▶ [TEXTAUSZUG]
____________________

Heute sind alle Cat-5 1Gb-tauglich. Viele schreiben aber immer noch Cat-5e dran, um damit eben zu betonen, dass die Kabel auch 1Gb-tauglich ist. Bei Dosen ist es das Gleiche. Aber da kannst du auch direkt Cat-6 nehmen (bei der Dose) - vom Preis her tut sich da kaum was.
Das Modem packst du gar nicht erst an im Idealfall. Da hängt doch bestimmt der Router dran - an den stöpselst du dich ein. 

Nachtrag:
Was dann passiert, ist natürlich von der Einstellung des Routers abhängig.


----------



## Svenstihl2 (14. März 2012)

*AW: Cat6 oder Cat7 Netzwerk aufbauen Benötige Hilfe!*

Ok dan Bestelle ich 100m Cat5 und 4Cat5 dosen.

Also am modem hängt ein Router und da schliese ich ein kabel an wo zum Patchfeld geht und von da auf die einzelne Dosen verstehe ich das richtig?


----------



## OctoCore (14. März 2012)

*AW: Cat6 oder Cat7 Netzwerk aufbauen Benötige Hilfe!*

Eigentlich brauchst du kein Patchfeld.

PC ------>Dose EG------>Dose 2OG------>Router. Fertisch.


----------



## Svenstihl2 (14. März 2012)

*AW: Cat6 oder Cat7 Netzwerk aufbauen Benötige Hilfe!*



OctoCore schrieb:


> Eigentlich brauchst du kein Patchfeld.
> 
> PC ------>Dose EG------>Dose 2OG------>Router. Fertisch.



ja ok aber wie mach ich das ohne Patchfeld dan mus ich ja stecker dran machen?!


----------



## OctoCore (14. März 2012)

*AW: Cat6 oder Cat7 Netzwerk aufbauen Benötige Hilfe!*

Ein Patchfeld macht bei einer Leitung noch keinen Sinn.

____________________

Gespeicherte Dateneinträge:
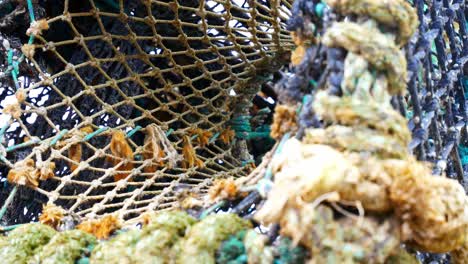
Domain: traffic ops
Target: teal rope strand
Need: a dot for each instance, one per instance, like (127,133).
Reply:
(212,209)
(22,145)
(8,201)
(31,11)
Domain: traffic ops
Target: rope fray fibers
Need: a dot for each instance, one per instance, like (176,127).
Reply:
(159,149)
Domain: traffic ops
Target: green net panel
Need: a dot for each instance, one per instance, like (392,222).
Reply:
(156,71)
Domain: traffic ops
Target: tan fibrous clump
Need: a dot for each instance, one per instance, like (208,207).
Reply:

____________________

▶ [ANWEISUNGEN]
1. Beantworte zum Forumsauszug zur Netzwerkverkabelung folgende Fragen:
(a) Welche Kategorie kann man bei den Dosen laut dem ersten Absatz direkt nehmen, und warum?
(b) Wie viel Kabel und wie viele Dosen will Svenstihl2 bestellen?
(c) Was braucht man laut OctoCore eigentlich nicht?
2. Wie könnte der Forumsauszug zur Netzwerkverkabelung nach seinem letzten Satz weitergehen? Schreibe die Fortsetzung.
Die Einträge haben mit dem Forumsauszug zur Netzwerkverkabelung nichts zu tun.

▶ [LÖSUNGEN]
1.
(a) Cat-6, weil sich vom Preis her kaum etwas tut.
(b) 100 m Cat5 und 4 Cat5-Dosen.
(c) Ein Patchfeld.

2.
Du nimmst einfach ein normales Kabel mit RJ-45 an jedem Ende (aka Patchkabel), ein Ende in die Dose - das andere in den Router. Das Patchfeld müsstest du auch in die Dose stöpseln - von daher ist es eher eine unnötige Zwischenkupplung.

Nachtrag:
Ein Patchfeld ist ja kein Switch. Das holt nur die Anschlüsse, die aus der Wand kommen (den Dosen eben) ins Rack oder sonst einen zentralen Punkt - wo man dann bequem stöpseln kann, ohne immer zu den Wanddosen zu sprinten und mit werweißwievielmeterlangen Kabeln arbeiten zu müssen..


----------



## Verminaard (14. März 2012)

*AW: Cat6 oder Cat7 Netzwerk aufbauen Benötige Hilfe!*

Ich wuerd Cat7 Kabel verlegen, kosten 100m um die 50€
Und Telegaertner Cat6 Dosen verwenden., gibt es in 1x RJ45 und 2x RJ45.
Sind von der Montage und Verarbeitung besser als BTR, Panduit, Rutenbeck oder Noname.

Wenn du schon so einen Aufwand betreiben willst, mach es einmal und dann ordentlich.


----------



## OctoCore (14. März 2012)

*AW: Cat6 oder Cat7 Netzwerk aufbauen Benötige Hilfe!*

Wenn irgendwelche Kabelschächte da sind, wo man noch bequem ein Kabel einziehen kann, hält sich der Aufwand noch in Grenzen.

Nachtrag: Am Anfang war noch nicht ganz abzusehen, was das für eine Aktion wird - aber wenn alles festgezurrt wird mit Dosen, würde ich dann doch für die Verlegung selbst wie Verminaard für Cat-7 plädieren - dann ist ja keine flexibilität gefragt und wenigstens das Kabel selbst taugt auch für die nächste Stufe. Wäre zu überlegen.
Die üblichen Cat-5-Kabel dann für Router, PC etc.


----------



## Bioschnitzel (14. März 2012)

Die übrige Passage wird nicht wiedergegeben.